Welcome, Cot: the Rust web framework for lazy developers

Ever wanted a Django-like experience in Rust? Meet Cot, a batteries-included web framework designed for developers who just want to get things done.

It has been built from a frustration that there is no easy-to-use, fully features web framework for Rust, even though the web development ecosystem has existed for quite a long time in the community. It builds upon projects such as axum, sea-query, tower, serde, and more, combining them in a package that allows you to start quickly, adding a lot of features in the process.

Cot comes with built-in authentication, sessions, an admin panel, templates, and even its own ORM with automatically generated migrations – something that even the most established ORMs in the wild (such as SeaORM and Diesel) do not provide. It is still in early development and hence it's still missing many features and is by no means production-ready yet , but we're planning to make frequent updates to close the gap to other mature tools as quickly as possible!

We need your feedback, contributions, and ideas to shape its future! See the introductory blogpost, or go directly to the official webpage, or the GitHub repository to start building with Cot!

4 Likes

Congratulations to the release. Designing and implementing such a framework is impressive work.

That written I would like to point out that your differentiating property to established ORM's like diesel is just not correct. You write that your ORM comes with automatically generated migrations, but no other ORM in Rust has this feature. That's not correct, as Diesel supports the same feature for several years nows. See our Getting Started Guide for how to use that feature.

1 Like

Thanks a lot!

About migrations: this might not have been written clearly in my article, but there are two key differences between Cot's automatically generated migrations and what Diesel has:

  • Cot ORM doesn't require you to write a separate schema definition; it works purely on what your structs defined in the Rust code and previous migrations (hence it doesn't even need access to your database when generating new migrations)
  • Cot's migrations are fully database engine-independent; instead of writing SQL, it operates on a predefined set of possible operations (such as "create model", "add field to a model", etc.) that can optionally be augmented with raw SQL if needed. This also means there's no need to write "down" migrations separately, as the operations already have their undoing behavior defined in the ORM directly, rather than in the individual migrations.

Because of these two reasons, I think it was fair to say in the article that this level of convenience is nowhere to be seen in already existing ORMs.

Cot ORM doesn't require you to write a separate schema definition; it works purely on what your structs defined in the Rust code and previous migrations (hence it doesn't even need access to your database when generating new migrations)

This sounds nice for new applications, but I highly doubt that you can model everything that is commonly used in database migrations, as that is usually more involved that just adding/removing fields. For example how would you handle renaming a field? If you only know the before and the after state you cannot decide if it's really a rename or if it's a drop + add column operation. To be clear here: Diesel (and any other system) does also not have a solution to this, because it's fundamentally undecidable given the provided information. Also all this only discusses migrating your schema. For applications that exist for more than a week you usually also need to migrate data, which again is something that can hardly be generated automatically as this often depends on domain specific knowledge.

DATA LINES:
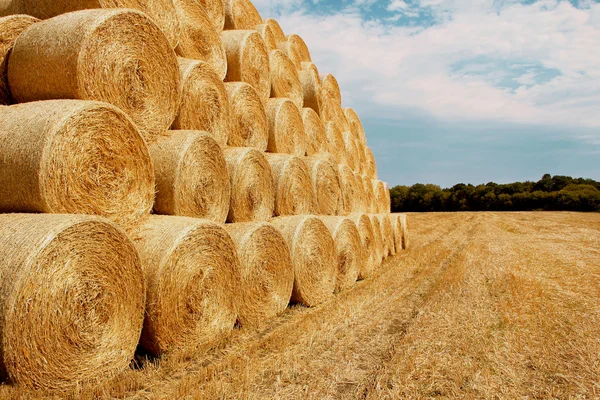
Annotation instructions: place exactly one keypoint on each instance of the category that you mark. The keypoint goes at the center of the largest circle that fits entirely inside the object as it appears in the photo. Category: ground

WRITTEN EXERCISE A:
Answer these questions using the Cot discussion:
(i) Which projects does Cot build upon, as listed in the announcement?
(ii) Which feature does the first reply say Diesel has supported for several years?
(iii) Why is there no need to write "down" migrations separately in Cot?
WRITTEN EXERCISE B: Reproduce the Cot discussion verbatim, everything from "Thanks a lot!" down to "the individual migrations.".

FULL ANSWER A:
(i) axum, sea-query, tower, and serde, among others.
(ii) Automatically generated migrations.
(iii) The operations already have their undoing behavior defined in the ORM directly, not in the individual migrations.

FULL ANSWER B:
Thanks a lot!

About migrations: this might not have been written clearly in my article, but there are two key differences between Cot's automatically generated migrations and what Diesel has:

  • Cot ORM doesn't require you to write a separate schema definition; it works purely on what your structs defined in the Rust code and previous migrations (hence it doesn't even need access to your database when generating new migrations)
  • Cot's migrations are fully database engine-independent; instead of writing SQL, it operates on a predefined set of possible operations (such as "create model", "add field to a model", etc.) that can optionally be augmented with raw SQL if needed. This also means there's no need to write "down" migrations separately, as the operations already have their undoing behavior defined in the ORM directly, rather than in the individual migrations.